## Passage for review
☆ ☆ ☆ ☆ ☆ ☆ ☆

“evals are surprisingly often all you need.” --- Greg Brockman, an OpenAI cofounder

基础理论

摘自 AI Engineering - Building applications with foundation models

Entropy, Cross entropy, Perplexity, BPC, and BPB

Entropy measures how much information, on average, a token carries. The higher the entropy, the more information each token carries, and the more bits are needed to represent a token. Intuitively, entropy measures how difficult it is to predict what comes next in a language. The lower a language’s entropy (the less information a token of a language carries), the more predictable that language.

Cross Entropy A language model’s cross entropy on a dataset measures how difficult it is for the language model to predict what comes next in this dataset. A model’s cross entropy on the training data depends on two qualities:

  1. The training data’s predictability, measured by the training data’s entropy
  2. How the distribution captured by the language model diverges from the true distribution of the training data A language model is trained to minimize its cross entropy with respect to the training data. H(P,Q)=H(P)+D_KL (P| |Q) H: entropy, P: the true distribution of the training data, Q: the distribution learned by the language model, D_KL(P || Q): The divergence of Q with respect to P can be measured using the Kullback–Leibler (KL) divergence

Bits-per-Character(BPC) and Bits-per-Byte(BPB) The number of bits per token isn’t comparable across models: 模型 tokenizer 不一样,划分粒度不同。 One complication with BPC arises from different character encoding schemes. For example, with ASCII, each character is encoded using 7 bits, but with UTF-8, a character can be encoded using anywhere between 8 and 32 bits. A more standardized metric would be bits-per-byte (BPB), the number of bits a language model needs to represent one byte of the original training data.

☆ ☆ ☆ ☆ ☆ ☆ ☆

## Records
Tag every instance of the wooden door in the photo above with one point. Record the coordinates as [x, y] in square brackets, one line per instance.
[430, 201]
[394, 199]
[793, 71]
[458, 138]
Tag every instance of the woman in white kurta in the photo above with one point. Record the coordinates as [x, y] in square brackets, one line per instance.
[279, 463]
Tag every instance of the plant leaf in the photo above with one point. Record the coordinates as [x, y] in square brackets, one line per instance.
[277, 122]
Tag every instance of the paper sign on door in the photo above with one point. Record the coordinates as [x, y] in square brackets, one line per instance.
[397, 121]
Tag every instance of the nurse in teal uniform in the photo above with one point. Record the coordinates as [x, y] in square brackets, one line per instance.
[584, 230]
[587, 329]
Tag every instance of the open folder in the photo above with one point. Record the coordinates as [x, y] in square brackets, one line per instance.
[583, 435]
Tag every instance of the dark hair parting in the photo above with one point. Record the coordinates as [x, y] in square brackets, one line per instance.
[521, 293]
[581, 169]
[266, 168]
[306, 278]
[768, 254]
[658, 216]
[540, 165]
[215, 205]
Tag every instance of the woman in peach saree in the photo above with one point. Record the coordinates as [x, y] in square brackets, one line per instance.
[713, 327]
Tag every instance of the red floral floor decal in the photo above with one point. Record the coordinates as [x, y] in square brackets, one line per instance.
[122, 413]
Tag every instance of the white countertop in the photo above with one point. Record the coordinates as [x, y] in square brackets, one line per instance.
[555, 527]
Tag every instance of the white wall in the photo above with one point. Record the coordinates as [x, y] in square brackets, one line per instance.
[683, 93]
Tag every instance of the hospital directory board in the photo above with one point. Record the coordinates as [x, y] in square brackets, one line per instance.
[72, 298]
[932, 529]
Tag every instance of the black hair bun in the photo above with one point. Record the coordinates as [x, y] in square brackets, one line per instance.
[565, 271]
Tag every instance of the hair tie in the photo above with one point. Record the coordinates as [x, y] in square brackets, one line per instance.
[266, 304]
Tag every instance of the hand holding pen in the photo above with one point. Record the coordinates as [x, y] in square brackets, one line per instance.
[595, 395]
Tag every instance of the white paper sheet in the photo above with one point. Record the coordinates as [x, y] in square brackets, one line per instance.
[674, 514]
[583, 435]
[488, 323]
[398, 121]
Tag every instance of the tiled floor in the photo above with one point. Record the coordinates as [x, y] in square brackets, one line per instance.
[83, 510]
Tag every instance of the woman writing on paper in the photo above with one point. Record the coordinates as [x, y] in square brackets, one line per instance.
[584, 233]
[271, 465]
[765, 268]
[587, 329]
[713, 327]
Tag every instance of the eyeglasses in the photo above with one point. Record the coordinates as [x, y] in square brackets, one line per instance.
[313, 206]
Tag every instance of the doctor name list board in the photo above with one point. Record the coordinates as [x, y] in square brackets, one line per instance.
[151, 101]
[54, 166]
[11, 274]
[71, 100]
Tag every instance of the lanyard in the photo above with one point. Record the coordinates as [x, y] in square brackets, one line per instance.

☆ ☆ ☆ ☆ ☆ ☆ ☆

## Aim of the exercise
Pick up the notes on entropy and related language-model metrics right after their last sentence, and continue them. The items are separate material and have no connection to the notes on entropy and language-model metrics.

## Result of this exercise
Cross entropy tells us how efficient a language model will be at compressing text. If the BPB of a language model is 3.43, meaning it can represent each original byte (8 bits) using 3.43 bits, this language model can compress the original training text to less than half the text’s original size.

Perplexity(shortened to PPL):

  • PPL(P,Q)=2^H(P,Q) (using bit as the unit for entropy and cross entropy, each bit can represent 2 unique values, hence the base of 2 in the preceding perplexity equation.); PPL(P,Q)=e^H(P,Q)(using nat (natural log) as the unit for entropy and cross entropy, including Pytorch, Tensorflow)
  • If cross entropy measures how difficult it is for a model to predict the next token, perplexity measures the amount of uncertainty it has when predicting the next token. Higher uncertainty means there are more possible options for the next token. The more uncertainty the model has in predicting what comes next in a given dataset, the higher the perplexity.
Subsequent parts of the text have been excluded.